What is required: If anything in the data looks odd, keep it anyway and write the whole listing out unchanged.

Source information:
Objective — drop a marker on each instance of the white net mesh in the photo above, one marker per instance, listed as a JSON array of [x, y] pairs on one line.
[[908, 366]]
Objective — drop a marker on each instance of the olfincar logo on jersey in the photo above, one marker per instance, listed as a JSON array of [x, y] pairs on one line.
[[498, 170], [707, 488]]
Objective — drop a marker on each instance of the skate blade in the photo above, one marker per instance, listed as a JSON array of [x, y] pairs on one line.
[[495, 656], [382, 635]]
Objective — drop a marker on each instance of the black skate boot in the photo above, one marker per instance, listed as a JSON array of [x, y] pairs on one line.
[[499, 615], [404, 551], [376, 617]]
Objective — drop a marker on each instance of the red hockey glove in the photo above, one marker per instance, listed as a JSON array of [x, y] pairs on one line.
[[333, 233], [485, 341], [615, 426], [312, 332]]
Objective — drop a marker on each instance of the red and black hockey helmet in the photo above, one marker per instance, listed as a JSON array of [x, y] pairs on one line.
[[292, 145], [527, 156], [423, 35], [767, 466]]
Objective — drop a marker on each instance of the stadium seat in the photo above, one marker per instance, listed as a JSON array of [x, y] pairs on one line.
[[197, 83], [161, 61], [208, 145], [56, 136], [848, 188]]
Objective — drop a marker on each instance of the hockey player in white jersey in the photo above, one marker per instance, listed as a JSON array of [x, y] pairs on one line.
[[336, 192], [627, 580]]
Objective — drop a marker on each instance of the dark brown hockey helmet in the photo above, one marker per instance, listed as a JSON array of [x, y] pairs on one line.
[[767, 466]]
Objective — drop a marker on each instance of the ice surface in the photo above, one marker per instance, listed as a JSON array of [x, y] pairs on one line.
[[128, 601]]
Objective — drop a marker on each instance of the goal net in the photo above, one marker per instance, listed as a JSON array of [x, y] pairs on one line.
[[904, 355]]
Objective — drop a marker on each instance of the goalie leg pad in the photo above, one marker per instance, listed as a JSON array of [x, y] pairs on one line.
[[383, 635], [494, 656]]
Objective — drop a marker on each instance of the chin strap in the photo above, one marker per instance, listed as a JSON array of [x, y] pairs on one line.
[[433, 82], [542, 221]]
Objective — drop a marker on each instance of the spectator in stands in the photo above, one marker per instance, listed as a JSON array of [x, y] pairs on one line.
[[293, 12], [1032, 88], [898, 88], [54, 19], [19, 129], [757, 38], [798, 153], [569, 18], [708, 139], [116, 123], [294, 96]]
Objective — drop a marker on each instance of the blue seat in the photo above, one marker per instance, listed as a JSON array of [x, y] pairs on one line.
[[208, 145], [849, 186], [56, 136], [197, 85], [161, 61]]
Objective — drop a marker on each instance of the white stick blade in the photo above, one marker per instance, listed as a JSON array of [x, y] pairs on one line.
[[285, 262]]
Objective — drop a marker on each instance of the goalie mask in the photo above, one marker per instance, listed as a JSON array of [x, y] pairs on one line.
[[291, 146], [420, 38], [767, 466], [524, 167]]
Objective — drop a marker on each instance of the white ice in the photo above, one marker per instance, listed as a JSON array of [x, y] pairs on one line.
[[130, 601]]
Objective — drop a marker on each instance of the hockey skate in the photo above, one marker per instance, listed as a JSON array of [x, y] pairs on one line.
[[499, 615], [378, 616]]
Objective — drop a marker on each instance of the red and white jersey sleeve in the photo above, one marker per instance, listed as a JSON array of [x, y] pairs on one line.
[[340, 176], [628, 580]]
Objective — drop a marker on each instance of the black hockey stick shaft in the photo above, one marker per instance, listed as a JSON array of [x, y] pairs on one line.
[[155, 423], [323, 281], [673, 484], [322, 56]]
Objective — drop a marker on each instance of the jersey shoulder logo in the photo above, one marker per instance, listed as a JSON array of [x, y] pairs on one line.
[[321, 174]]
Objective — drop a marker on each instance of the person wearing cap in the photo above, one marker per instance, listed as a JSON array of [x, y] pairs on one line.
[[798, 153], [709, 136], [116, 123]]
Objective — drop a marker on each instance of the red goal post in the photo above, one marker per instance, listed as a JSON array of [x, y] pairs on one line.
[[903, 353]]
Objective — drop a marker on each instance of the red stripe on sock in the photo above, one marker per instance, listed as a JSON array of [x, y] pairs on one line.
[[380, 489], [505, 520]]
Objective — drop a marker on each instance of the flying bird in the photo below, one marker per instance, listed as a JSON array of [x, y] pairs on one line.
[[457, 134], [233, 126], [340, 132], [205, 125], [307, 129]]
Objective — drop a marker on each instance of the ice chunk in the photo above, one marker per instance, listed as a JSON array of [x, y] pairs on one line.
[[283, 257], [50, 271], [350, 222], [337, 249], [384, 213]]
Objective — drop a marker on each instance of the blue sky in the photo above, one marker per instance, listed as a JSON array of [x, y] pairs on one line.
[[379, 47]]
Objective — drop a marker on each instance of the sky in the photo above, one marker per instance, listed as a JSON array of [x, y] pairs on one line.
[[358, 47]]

Solution below:
Objective — drop a marker on each instance of the white net mesh in the photo above, one marker per instance, listed as a JSON array of [x, y] pairs on one line.
[[908, 366]]
Objective — drop a marker on each instance of the olfincar logo on jersey in the photo above, one marker per instance, listed as a JSON array of [x, y] pairs on one line.
[[498, 170], [707, 488]]
Objective — drop a marker on each instance of the skate blade in the photo above, one marker per instance, listed as a JSON array of [x, y] pairs on one line.
[[495, 656], [382, 635]]
Objective — drop a marker on each instance of the black skate boot in the photo above, one marker per instance, listed as a JSON array of [x, y] pairs on one line.
[[499, 615], [404, 551], [376, 617]]
Objective — drop a marker on each instance of the red hockey glove in the photo above, one marker per instance, listed as a JSON array of [x, y] pairs on one line.
[[333, 233], [485, 341], [615, 426], [312, 332]]
Objective — drop a marker on each instance of the red and black hockey helmet in the photo above, one marker per instance, listed as a JSON array of [x, y] pairs on one line.
[[292, 145], [527, 156], [423, 35], [767, 466]]
Objective — drop a marker on each instance of the stadium seat in the photo above, one marker per instance, listed as a JSON array of [x, y] pairs on one line.
[[197, 83], [161, 61], [208, 145], [56, 136], [848, 188]]
Objective — drop a marker on each instance of the hockey player in white jersey in the photo above, one marker per instance, listed as a JSON array of [x, y] pairs on one line.
[[336, 192], [627, 580]]
Objective — drop a marker on each instance of the dark brown hockey helmet in the photo above, one marker per instance, listed as a JSON array of [x, y] pairs on one line.
[[767, 466]]
Objective — drop a marker on each instance of the ice surface in the photo above, one marker per instance, listed as a JSON array of [x, y] pairs on one line.
[[128, 601]]
Objective — drop a marker on each instance of the goal net in the photo above, one marker per instance, listed as a JSON array of [x, y] pairs on one line.
[[904, 355]]
Objective — drop a marker on each instance of the goalie leg pad in the photo above, one marker per instance, listed as a JSON array of [x, y] pairs on one line.
[[383, 635], [494, 656]]
Objective — drop a marker on each instance of the chin strap in the photo above, one marker per instance, listed as a JSON array of [x, y] pairs on one line.
[[433, 82], [542, 221]]
Objective — drop a marker on each instance of the spectator in stands in the photo above, one marker per instance, listed as a JSON array of [x, y] pairs on one line.
[[293, 12], [1032, 88], [898, 88], [54, 19], [19, 129], [757, 38], [798, 153], [569, 18], [708, 139], [116, 123], [294, 96]]
Objective — drop a marker on each instance of the blue seat in the photo above, one marker per instance, listed as a JSON array of [x, y] pairs on one line.
[[208, 145], [849, 186], [56, 136], [197, 85], [161, 61]]
Objective — drop a marker on each instance of the white stick blade in the photo above, one marker per instance, listed as a JSON array of [x, y] pairs on one line.
[[285, 262]]
Objective — drop a marker on each instance of the goalie mask in the photo above, one marker per instance, listed as a JSON array of [x, y] pairs on one line.
[[291, 146], [420, 38], [767, 466], [524, 167]]
Objective — drop a marker on each instance of the white ice in the photo above, one marker per instance, listed as a JSON array of [x, y] pairs on one line.
[[130, 601]]
Objective — drop a marker on each instance of the hockey skate in the photo above, one marker per instance, listed as a JSON array of [x, y] pairs on one line.
[[499, 615], [378, 616]]
Objective — drop a marker on each instance of the red and white jersey sleeve in the photo above, one marker per instance, listed as a JSON array of [x, y] pairs on one line.
[[340, 176], [628, 580]]
Objective — drop a marker on each instance of the black hockey stick shaft in the photo above, one marker per instance, listed as a JSON array of [x, y] pairs on one line.
[[155, 423], [323, 281], [673, 484], [322, 56]]
Objective — drop a marker on each instance of the jersey shoulder logo in the photo above, one marker per instance, listed as a JSON array of [x, y] pairs on one line.
[[321, 174]]
Objective — drop a marker on each instance of the person wearing cap in the photo above, one marker per instance, listed as a JSON array of [x, y] pairs on one line.
[[798, 153], [709, 136], [116, 123]]
Objective — drop a marker on each instance of the red goal post in the photo above, one marker per instance, listed as a JSON array of [x, y] pairs on one line.
[[903, 353]]
Objective — drop a marker on each instance of the red stripe on sock in the photo above, one marker per instance, listed as a JSON array of [x, y] pairs on one line.
[[380, 489], [505, 520]]
Objective — drop a marker on each instance of the flying bird in the photo below, one marker per instance, listed as a JSON array of [x, y] pairs on one line.
[[457, 134], [233, 126], [340, 132], [205, 125], [307, 129]]
Objective — drop a marker on each instance of the ice chunk in the photo above, one marker per instance, listed as a JSON array of [x, y] pairs on one line.
[[283, 257], [50, 271], [350, 222], [337, 249], [384, 213]]
Objective — drop a marker on each instance of the blue sky in the photo above, one marker per instance, listed as a JSON array of [x, y] pairs on one line.
[[379, 47]]
Objective — drop a marker on each instance of the sky in the photo above, one marker per instance, listed as a JSON array of [x, y] pairs on one line.
[[358, 47]]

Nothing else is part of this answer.